■ Given instruction
From the records below, copy out each line containing the string "dark", matching uppercase and lowercase letters as given.

■ Information shown
---+---

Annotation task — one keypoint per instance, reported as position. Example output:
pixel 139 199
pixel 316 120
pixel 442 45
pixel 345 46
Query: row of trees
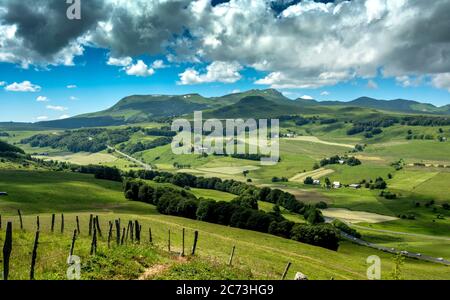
pixel 351 161
pixel 100 172
pixel 146 145
pixel 249 195
pixel 241 212
pixel 83 140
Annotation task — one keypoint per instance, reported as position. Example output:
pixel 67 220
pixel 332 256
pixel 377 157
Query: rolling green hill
pixel 253 103
pixel 265 255
pixel 397 105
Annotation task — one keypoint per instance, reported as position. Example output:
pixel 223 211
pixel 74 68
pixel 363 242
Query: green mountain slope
pixel 253 107
pixel 253 103
pixel 397 105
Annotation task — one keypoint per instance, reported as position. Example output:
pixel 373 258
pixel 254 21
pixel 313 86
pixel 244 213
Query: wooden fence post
pixel 72 247
pixel 53 222
pixel 195 242
pixel 97 223
pixel 117 232
pixel 132 231
pixel 128 232
pixel 7 248
pixel 169 241
pixel 62 223
pixel 123 235
pixel 78 225
pixel 34 255
pixel 137 231
pixel 182 243
pixel 109 234
pixel 286 270
pixel 150 238
pixel 94 242
pixel 90 224
pixel 20 219
pixel 230 260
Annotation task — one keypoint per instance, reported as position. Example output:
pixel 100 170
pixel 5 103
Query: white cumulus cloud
pixel 372 84
pixel 218 71
pixel 139 69
pixel 442 81
pixel 25 86
pixel 42 99
pixel 159 64
pixel 57 107
pixel 120 62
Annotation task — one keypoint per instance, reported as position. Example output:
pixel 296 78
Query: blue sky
pixel 99 86
pixel 302 48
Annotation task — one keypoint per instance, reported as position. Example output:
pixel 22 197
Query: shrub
pixel 323 235
pixel 345 228
pixel 308 180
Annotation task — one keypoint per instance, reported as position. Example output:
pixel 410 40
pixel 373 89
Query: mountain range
pixel 253 103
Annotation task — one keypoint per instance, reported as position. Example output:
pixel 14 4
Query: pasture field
pixel 315 174
pixel 355 216
pixel 261 255
pixel 429 245
pixel 265 255
pixel 81 158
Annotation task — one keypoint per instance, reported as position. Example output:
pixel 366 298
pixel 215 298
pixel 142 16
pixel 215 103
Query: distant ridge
pixel 253 103
pixel 397 105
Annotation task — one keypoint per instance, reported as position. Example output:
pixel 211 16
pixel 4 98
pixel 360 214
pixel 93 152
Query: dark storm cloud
pixel 44 26
pixel 145 28
pixel 423 46
pixel 298 43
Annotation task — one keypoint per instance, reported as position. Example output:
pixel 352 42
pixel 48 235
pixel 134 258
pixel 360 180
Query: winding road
pixel 392 250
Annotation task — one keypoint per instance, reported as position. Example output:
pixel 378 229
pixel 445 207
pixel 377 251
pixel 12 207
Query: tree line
pixel 83 140
pixel 242 212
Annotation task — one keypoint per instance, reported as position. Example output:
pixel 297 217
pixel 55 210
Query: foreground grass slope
pixel 265 255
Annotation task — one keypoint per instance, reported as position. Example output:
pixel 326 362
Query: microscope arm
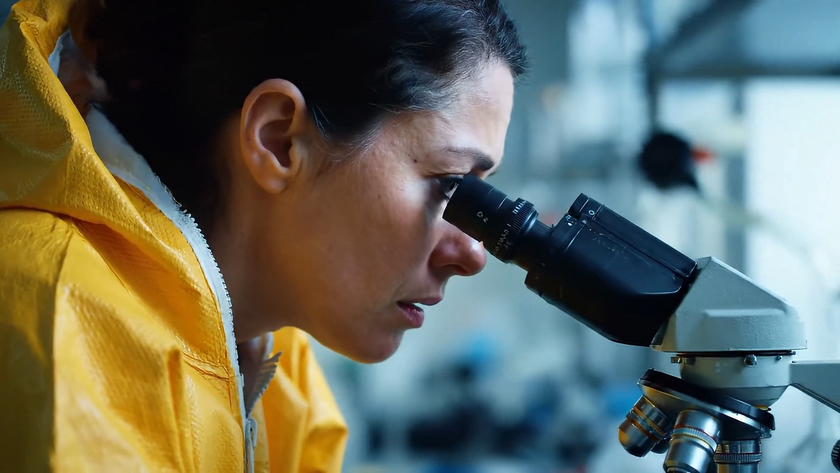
pixel 818 379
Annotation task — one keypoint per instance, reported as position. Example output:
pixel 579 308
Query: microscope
pixel 734 341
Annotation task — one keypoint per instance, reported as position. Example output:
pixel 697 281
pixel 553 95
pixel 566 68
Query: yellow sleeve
pixel 307 432
pixel 27 302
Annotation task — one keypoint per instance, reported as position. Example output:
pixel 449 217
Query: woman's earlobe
pixel 272 130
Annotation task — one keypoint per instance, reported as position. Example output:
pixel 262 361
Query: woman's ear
pixel 272 133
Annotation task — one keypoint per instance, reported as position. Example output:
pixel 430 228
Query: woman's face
pixel 352 253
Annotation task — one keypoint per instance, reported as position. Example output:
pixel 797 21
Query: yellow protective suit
pixel 115 351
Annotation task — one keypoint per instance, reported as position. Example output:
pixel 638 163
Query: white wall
pixel 793 172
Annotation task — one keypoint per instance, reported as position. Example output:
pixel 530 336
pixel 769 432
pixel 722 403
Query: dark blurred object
pixel 668 161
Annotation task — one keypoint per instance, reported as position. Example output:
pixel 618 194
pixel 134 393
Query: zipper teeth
pixel 223 301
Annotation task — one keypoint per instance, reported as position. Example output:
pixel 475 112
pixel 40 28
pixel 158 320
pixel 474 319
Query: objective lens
pixel 643 429
pixel 693 443
pixel 738 456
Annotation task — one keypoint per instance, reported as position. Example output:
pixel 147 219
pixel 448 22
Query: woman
pixel 313 143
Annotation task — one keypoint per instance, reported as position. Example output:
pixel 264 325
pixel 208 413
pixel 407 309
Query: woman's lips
pixel 413 314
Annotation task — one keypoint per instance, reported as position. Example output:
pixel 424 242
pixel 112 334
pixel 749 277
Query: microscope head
pixel 734 340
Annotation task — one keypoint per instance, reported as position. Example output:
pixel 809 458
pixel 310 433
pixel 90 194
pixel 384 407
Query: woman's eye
pixel 448 184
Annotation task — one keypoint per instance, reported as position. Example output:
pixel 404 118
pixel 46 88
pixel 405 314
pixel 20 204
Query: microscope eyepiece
pixel 487 215
pixel 595 265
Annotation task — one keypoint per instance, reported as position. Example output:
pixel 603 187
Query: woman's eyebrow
pixel 482 162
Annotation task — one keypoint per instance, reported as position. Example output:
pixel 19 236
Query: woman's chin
pixel 373 351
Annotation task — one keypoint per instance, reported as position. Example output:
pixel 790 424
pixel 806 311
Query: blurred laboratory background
pixel 744 95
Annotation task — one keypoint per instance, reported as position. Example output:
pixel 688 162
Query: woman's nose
pixel 458 254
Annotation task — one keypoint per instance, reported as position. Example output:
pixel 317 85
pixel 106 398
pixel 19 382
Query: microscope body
pixel 734 340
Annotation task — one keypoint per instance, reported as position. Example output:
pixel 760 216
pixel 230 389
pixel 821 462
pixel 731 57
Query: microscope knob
pixel 835 455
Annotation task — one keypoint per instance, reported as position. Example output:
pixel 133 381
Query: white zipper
pixel 121 159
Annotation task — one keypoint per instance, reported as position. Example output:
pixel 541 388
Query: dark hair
pixel 177 69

---+---

■ The result
Query: dark storm cloud
Query: dark blurred object
Query: dark hair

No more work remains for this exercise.